Work to do: Can all of these lines be returned exactly?

Stored data:
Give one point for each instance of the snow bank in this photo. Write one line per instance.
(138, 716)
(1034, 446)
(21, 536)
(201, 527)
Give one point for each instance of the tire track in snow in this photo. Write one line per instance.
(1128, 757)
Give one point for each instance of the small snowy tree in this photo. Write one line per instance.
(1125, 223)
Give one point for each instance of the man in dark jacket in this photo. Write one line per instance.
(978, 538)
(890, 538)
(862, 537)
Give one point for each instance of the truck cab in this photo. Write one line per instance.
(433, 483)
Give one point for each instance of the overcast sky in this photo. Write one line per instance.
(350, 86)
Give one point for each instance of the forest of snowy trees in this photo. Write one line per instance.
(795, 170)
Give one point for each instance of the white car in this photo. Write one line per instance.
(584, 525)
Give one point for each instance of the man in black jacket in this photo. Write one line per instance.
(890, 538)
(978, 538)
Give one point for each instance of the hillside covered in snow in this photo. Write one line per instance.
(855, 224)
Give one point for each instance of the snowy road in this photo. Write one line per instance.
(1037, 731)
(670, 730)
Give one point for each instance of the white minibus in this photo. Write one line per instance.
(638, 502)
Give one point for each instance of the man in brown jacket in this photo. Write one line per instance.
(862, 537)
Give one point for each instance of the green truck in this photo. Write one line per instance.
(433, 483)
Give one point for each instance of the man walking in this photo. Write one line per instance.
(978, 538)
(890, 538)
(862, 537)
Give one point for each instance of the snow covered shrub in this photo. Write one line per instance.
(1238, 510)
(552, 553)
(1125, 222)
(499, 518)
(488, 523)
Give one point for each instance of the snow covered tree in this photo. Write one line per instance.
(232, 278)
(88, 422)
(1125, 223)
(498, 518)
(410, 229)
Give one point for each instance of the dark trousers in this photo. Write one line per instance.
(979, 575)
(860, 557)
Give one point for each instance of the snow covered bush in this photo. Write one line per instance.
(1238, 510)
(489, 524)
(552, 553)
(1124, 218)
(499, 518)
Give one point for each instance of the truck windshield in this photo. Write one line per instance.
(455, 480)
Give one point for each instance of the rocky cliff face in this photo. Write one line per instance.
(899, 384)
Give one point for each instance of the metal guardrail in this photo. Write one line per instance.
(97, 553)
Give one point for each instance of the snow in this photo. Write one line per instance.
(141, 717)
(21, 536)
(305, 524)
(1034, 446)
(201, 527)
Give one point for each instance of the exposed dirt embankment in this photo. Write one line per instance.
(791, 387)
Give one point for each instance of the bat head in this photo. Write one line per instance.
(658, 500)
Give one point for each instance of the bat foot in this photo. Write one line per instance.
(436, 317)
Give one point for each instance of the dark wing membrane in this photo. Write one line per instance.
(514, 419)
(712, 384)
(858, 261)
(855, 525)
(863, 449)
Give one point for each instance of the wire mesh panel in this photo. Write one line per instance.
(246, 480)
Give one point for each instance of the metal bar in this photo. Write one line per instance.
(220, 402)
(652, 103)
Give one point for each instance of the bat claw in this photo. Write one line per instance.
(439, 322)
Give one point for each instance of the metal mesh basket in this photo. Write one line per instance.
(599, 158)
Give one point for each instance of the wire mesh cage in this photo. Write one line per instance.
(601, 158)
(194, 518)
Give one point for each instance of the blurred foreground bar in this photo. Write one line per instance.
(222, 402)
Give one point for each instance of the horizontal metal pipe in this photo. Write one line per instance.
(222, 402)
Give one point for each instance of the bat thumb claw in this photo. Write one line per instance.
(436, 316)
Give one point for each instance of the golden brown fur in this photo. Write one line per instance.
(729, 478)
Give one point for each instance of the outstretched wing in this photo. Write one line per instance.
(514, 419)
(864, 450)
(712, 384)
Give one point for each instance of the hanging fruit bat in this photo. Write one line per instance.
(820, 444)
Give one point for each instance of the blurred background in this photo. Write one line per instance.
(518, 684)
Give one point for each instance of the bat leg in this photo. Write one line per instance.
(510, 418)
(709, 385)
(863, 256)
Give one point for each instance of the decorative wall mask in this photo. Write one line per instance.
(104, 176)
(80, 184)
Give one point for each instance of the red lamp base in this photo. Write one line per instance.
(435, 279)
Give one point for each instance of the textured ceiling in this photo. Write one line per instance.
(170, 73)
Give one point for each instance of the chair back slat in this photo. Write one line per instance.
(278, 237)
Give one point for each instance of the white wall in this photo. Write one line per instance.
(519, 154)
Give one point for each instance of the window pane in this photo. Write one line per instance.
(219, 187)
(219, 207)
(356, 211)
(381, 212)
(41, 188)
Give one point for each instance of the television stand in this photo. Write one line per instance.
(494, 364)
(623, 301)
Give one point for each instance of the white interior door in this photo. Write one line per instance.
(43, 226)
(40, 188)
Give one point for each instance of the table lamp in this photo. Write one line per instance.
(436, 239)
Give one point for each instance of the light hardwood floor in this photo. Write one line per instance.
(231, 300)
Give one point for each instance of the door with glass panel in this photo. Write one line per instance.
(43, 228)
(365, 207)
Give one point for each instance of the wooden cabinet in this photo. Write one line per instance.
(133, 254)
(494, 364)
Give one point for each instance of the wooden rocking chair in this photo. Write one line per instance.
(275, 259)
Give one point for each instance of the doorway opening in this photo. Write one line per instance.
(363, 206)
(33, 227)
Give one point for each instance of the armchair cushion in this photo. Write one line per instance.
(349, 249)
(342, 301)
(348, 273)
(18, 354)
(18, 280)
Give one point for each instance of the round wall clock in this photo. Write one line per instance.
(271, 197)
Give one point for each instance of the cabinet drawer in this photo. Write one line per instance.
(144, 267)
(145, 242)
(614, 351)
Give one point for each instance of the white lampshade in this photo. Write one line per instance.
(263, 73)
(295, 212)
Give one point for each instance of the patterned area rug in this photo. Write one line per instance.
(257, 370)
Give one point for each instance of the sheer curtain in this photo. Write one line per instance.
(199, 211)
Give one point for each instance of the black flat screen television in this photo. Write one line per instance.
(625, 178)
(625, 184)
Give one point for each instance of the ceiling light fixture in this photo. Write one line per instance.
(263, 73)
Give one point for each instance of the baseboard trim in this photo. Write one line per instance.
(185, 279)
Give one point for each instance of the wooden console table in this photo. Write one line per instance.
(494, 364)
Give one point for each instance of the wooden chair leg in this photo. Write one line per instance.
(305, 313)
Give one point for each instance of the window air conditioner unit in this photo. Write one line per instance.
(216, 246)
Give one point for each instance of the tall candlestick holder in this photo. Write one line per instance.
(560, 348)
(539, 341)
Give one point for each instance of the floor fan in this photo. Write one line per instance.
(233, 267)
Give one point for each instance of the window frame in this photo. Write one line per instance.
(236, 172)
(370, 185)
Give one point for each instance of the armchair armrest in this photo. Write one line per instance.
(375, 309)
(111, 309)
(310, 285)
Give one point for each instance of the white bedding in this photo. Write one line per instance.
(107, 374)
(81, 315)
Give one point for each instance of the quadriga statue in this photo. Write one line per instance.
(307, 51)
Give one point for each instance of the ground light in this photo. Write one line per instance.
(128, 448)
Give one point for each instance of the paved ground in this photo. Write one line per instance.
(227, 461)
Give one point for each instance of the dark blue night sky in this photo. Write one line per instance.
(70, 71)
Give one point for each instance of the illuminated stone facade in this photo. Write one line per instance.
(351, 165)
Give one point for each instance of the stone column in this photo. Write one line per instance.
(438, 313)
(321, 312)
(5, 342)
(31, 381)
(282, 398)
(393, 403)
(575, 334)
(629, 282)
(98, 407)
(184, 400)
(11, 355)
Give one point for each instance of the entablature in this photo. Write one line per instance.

Solution:
Give one point for each instance of the snow bank in this photo. Write one line per instance.
(138, 716)
(1034, 446)
(21, 536)
(201, 527)
Give one point for each instance of the tire track in snow in this photo. Write one line per instance.
(1128, 757)
Give one point for each instance of the small snowy tree in this photo. Write one line per instance.
(1125, 223)
Give one point for each instance of the man in dark jacket in this photo. Write one line per instance.
(978, 538)
(890, 538)
(862, 537)
Give one point for each instance of the truck cab in this photo. Write one line per instance.
(433, 483)
Give one point for each instance of the overcast sky in this photo. Write one line per instance.
(350, 86)
Give one point for each instance of the forest of snowy trees in this photo. Write one line per instance.
(795, 170)
Give one point for each instance of the white car in this photo. Write one line per instance.
(584, 525)
Give one point for each instance of the man in black jacket in this photo. Write one line per instance.
(890, 538)
(978, 538)
Give one point for each instance of the hillside covered in snow in this photo. Write one line per instance.
(855, 224)
Give one point for each instance of the snowy road in this photo. Write one line per instance.
(1037, 731)
(670, 730)
Give one point for each instance of the white minibus in this photo. Write one line per instance.
(638, 502)
Give one point for each instance of the man in brown jacket in this photo. Write one line per instance.
(862, 537)
Give one point for each instance of the green truck in this photo. Write one line per instance.
(433, 483)
Give one point for each instance of the man walking in this photo. Write one line per instance.
(978, 538)
(890, 538)
(862, 537)
Give one point for each instance of the snow covered shrub in this photo. Write one line per instance.
(1238, 510)
(552, 553)
(1125, 222)
(499, 518)
(488, 523)
Give one point for each instance of the snow covered tree in this photo. Write one line per instance.
(232, 278)
(88, 422)
(1125, 223)
(498, 518)
(410, 229)
Give one point for each instance of the dark trousers in this photo. Write one line per instance.
(979, 575)
(860, 557)
Give one point for each instance of the snow covered bush in this photo. Write one line per instance.
(1238, 510)
(489, 524)
(552, 553)
(1124, 218)
(499, 518)
Give one point for each instance of the truck windshield in this photo. Write one line per instance.
(455, 480)
Give one point for each instance of the rocky cliff face in this photo. Write one line per instance.
(899, 384)
Give one point for each instance of the metal guardrail in this photo. Write one line per instance.
(97, 553)
Give one point for each instance of the snow in this photo. Write one line per instance.
(141, 717)
(21, 536)
(305, 524)
(1034, 446)
(201, 527)
Give one point for each instance of the exposed dirt embankment in this photo. Write one line per instance.
(791, 387)
Give one point for each instance of the bat head in this photo. Write one line per instance.
(658, 500)
Give one point for each instance of the bat foot in this photo. Write one line per instance.
(436, 317)
Give one point for each instance of the dark wing membrane in this photo. Write one line per instance.
(514, 419)
(712, 384)
(858, 261)
(855, 525)
(863, 449)
Give one point for each instance of the wire mesh panel in this photo. Write one line per instance.
(246, 480)
Give one point for each instance of the metal bar in this photo. Write one line per instance.
(220, 402)
(652, 103)
Give one point for each instance of the bat claw in this photo. Write one line per instance.
(439, 322)
Give one point for each instance of the metal mesh basket in this photo. Write one line per instance.
(599, 158)
Give one point for each instance of the wire mesh cage in this photo. Write one line per instance.
(601, 158)
(194, 518)
Give one point for each instance of the blurred foreground bar in this photo. Write one line per instance.
(222, 402)
Give one point for each instance of the horizontal metal pipe in this photo. Write one line per instance.
(222, 402)
Give one point for each instance of the bat thumb claw in this photo. Write one line per instance.
(436, 316)
Give one point for each instance of the golden brown fur in this photo. Write one line per instance.
(729, 478)
Give one point for each instance of the outstretched wing in this photo. Write one line per instance.
(514, 419)
(864, 450)
(712, 384)
Give one point for each instance of the hanging fruit bat in this photo. Write one line per instance.
(820, 444)
Give one point for each instance of the blurred background in this photo. Write one line per instance.
(518, 684)
Give one point for each instance of the bat leg in this photo. Write one line per instance.
(510, 418)
(709, 385)
(863, 256)
Give one point for each instance of the decorative wall mask in this photo. Write one line per instance.
(104, 176)
(80, 184)
Give one point for each instance of the red lamp base in this photo. Write one line per instance.
(435, 279)
Give one point for each instance of the textured ceiling in this photo. Write one line per instance.
(170, 73)
Give one point for each instance of the chair back slat in this photo. Write one line per instance.
(278, 237)
Give one point for each instance of the white wall in this photo. Write one line per instance.
(519, 154)
Give one point for each instance of the window pane in this photo. Write one line per instance.
(219, 187)
(219, 207)
(356, 211)
(381, 212)
(41, 188)
Give one point for each instance of the television stand in this photo. Write one line per instance.
(494, 364)
(623, 301)
Give one point for each instance of the white interior door in this photo. Write one line per instance.
(43, 226)
(40, 188)
Give one point for each instance of the table lamp in this photo. Write one line per instance.
(436, 239)
Give one point for each instance of the light hardwood floor in this photo. Write one line per instance.
(231, 300)
Give one point for each instance of the door with glass panel in this photo. Write one line per instance.
(43, 228)
(365, 207)
Give one point for each instance of the wooden cabinet in this photo. Write one line per instance.
(133, 254)
(494, 364)
Give one point for each instance of the wooden rocking chair in this photo. Write one line per instance.
(275, 259)
Give one point for each instance of the doorway opening in this photo. Write one line per instance.
(363, 206)
(33, 227)
Give one point for each instance of the armchair cushion in this photo. Write one line per instance.
(349, 249)
(342, 301)
(348, 273)
(18, 354)
(18, 280)
Give one point for each instance of the round wall clock in this photo. Write one line per instance.
(271, 197)
Give one point for each instance of the cabinet drawer in this photo. Write one line per instance.
(144, 267)
(145, 242)
(614, 351)
Give one point for each instance of the white lampshade in this photo. Write one line per instance.
(263, 73)
(295, 212)
Give one point for each instance of the patterned area rug in this photo. Write one line per instance.
(257, 370)
Give one point for each instance of the sheer curtain in this photo. Write one line per instance.
(199, 211)
Give one point for each instance of the black flat screen television in this photo. Write one line per instance.
(625, 178)
(625, 184)
Give one point for each instance of the ceiling light fixture in this photo. Write one line per instance.
(263, 73)
Give one point for each instance of the baseboard trim in this photo. Write one line per instance.
(185, 279)
Give one point for each instance of the wooden console table in this photo. Write one line per instance.
(494, 364)
Give one point for each instance of the wooden chair leg in this photo. Write one line per instance.
(305, 313)
Give one point for each instance of the window air conditioner unit in this photo. Write one line per instance.
(216, 246)
Give one point for each instance of the tall candlestick holder in this photo. Write one line per instance.
(560, 348)
(539, 341)
Give one point for each instance of the floor fan in this photo. Write one line per instance.
(233, 267)
Give one point for each instance of the window frame in this photo. Write one line per instance.
(236, 172)
(370, 185)
Give one point for each instance of the armchair armrest in this photo. Write one line per instance.
(375, 309)
(111, 309)
(310, 285)
Give one point for each instance of the white bedding in this photo. Write one line per instance.
(107, 374)
(81, 315)
Give one point for each instance of the quadriga statue in this photo. Write one line per instance.
(307, 51)
Give one point for each instance of the ground light in this photo. Write one line per instance.
(128, 448)
Give one point for each instance of the paved ground in this photo. Write one line per instance.
(227, 461)
Give one point for each instance of the dark blue night sky in this photo. Write one line per instance.
(70, 71)
Give one point for each instance of the illuminated stone facade in this photo. Write one line per instance.
(351, 165)
Give one point for each instance of the stone column in this photo. Write one line per instance.
(438, 313)
(321, 312)
(5, 342)
(31, 381)
(282, 398)
(393, 403)
(575, 334)
(629, 282)
(98, 407)
(184, 400)
(11, 355)
Give one point for each instance of the entablature in this photo. Write one line per instance.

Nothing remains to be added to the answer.